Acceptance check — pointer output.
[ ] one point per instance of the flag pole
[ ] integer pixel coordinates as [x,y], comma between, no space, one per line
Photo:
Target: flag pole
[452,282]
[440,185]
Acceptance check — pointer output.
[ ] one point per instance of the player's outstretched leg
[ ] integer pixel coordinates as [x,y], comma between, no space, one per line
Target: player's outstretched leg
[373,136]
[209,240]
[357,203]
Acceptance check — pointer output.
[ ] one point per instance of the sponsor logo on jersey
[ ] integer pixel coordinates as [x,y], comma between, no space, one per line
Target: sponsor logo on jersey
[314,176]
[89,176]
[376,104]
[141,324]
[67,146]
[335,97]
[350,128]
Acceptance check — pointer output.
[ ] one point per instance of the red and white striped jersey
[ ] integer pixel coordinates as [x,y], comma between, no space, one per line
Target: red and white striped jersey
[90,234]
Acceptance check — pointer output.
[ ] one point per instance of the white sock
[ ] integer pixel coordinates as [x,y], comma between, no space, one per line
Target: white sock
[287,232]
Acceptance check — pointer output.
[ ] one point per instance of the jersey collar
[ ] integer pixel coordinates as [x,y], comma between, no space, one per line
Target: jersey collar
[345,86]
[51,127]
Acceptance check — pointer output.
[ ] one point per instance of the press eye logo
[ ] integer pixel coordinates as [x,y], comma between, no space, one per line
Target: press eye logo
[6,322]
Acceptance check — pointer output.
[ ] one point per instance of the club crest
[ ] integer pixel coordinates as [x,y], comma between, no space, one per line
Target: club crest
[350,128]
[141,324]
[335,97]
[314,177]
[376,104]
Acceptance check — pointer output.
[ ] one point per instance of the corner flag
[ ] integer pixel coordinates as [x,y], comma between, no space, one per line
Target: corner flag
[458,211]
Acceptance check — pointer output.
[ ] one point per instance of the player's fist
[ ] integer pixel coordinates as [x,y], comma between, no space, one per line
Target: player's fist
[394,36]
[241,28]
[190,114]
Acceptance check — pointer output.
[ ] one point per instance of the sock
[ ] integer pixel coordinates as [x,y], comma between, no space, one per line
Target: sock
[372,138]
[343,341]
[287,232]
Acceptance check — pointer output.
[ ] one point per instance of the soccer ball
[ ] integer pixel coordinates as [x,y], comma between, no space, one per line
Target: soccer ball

-- AIM OF THE TASK --
How many lines in the entries above contain the string "player", with case taken into account? Give only the number.

-- WRITTEN RESPONSE --
4